DERIVATION OF STOKE’S EQUATION IN VISCOUS FLUID
I mean that the equation is,
F = 6πƞrv; where, ƞ is the coefficient of viscosity, r is the radius of sphere which flows through the fluid, v is the terminal velocity and F is the force acted on the fluid for the viscous drag.
I am sorry to convey that I couldn’t find the proper derivation of Stoke’s equation. But here I wish to say about the magical power of our mind, for past one month I searched for the derivation of Stoke’s equation, but I couldn’t find it anywhere at last I could derive it by myself. But it is not correct
We have the Newton’s equation for viscosity,
F = ƞA (dv/dx) --------------------------- (1)
‘A’ is the area of fluid displaced and (dv/dx) velocity gradient or it is written as “div v” here (dv/dr), since the quantities varies radial.
In this figure we can see that only half of the sphere is push the fluid, therefore A = 2πr2 because, this figure 1 misunderstands you actually the fluid motion is considering from bottom to half of the sphere, but go on half to top the flow will be turbulent due to downward motion of sphere, so we cannot use Newton’s equation on the another half face.We have the equation for continuity
(dβ/dt) + V (grad β) + β (div v) = 0; OR
(dβ/dt) + v(dβ/dr) + β(dv/dr) = 0;Where β is the density of fluid, here β is independent of time because fluid undergoes terminal velocity that is no force for compressing the liquid. Therefore the equation be
(dv/dr) = - {v/β}(dβ/dr)
Therefore equation (1) becomes
F = -ƞ2πr2{v/β}(dβ/dr)-----------------------------------------(2)
Let ‘M’ be the mass flows out by the sphere, And using Archimedes principle, the volume displaced is equal to the volume of sphere , So β = (3M/4πr3)
And (dβ/dr) = -(9M/4πr4)
These two equations are substitute in equation (2) we get the Stoke’s equation
| I.e. F = 6πƞrv |

Information given ▸
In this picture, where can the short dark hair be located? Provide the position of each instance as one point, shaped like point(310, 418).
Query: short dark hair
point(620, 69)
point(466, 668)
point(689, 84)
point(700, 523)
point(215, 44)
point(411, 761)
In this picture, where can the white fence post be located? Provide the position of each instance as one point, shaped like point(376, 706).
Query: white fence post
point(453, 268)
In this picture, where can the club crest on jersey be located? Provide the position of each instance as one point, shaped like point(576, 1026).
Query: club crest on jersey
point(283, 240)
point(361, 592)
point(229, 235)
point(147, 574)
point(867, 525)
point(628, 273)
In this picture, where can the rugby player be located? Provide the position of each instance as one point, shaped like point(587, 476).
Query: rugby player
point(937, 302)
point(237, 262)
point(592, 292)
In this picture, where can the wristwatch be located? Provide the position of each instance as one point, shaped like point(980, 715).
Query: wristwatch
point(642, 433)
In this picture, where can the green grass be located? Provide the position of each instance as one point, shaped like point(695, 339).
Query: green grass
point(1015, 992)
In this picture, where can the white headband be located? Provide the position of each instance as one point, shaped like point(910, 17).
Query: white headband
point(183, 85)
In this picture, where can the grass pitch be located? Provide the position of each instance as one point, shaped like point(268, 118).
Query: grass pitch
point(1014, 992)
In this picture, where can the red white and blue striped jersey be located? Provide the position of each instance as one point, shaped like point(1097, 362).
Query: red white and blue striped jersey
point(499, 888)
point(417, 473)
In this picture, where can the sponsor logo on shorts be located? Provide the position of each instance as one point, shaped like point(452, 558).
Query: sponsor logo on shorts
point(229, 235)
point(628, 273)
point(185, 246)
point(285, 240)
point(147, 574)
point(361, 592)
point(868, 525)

Objectives ▸
A) Do these statements agree with the viscous-flow derivation? Answer yes or no for each, quoting the deciding words. (i) The area A is taken as 2πr² because only half of the sphere pushes the fluid. (ii) The fluid's density is treated as changing with time. (iii) The writer found the derivation elsewhere after a month of searching.
B) Write out the viscous-flow derivation word for word from "I am sorry to" to "(dv/dx) --------------------------- (1)".

Exercise answers ▸
A)
(i) Yes: "only half of the sphere is push the fluid, therefore A = 2πr2"
(ii) No: "here β is independent of time because fluid undergoes terminal velocity"
(iii) No: "I couldn’t find it anywhere at last I could derive it by myself"

B)
I am sorry to convey that I couldn’t find the proper derivation of Stoke’s equation. But here I wish to say about the magical power of our mind, for past one month I searched for the derivation of Stoke’s equation, but I couldn’t find it anywhere at last I could derive it by myself. But it is not correct
We have the Newton’s equation for viscosity,
F = ƞA (dv/dx) --------------------------- (1)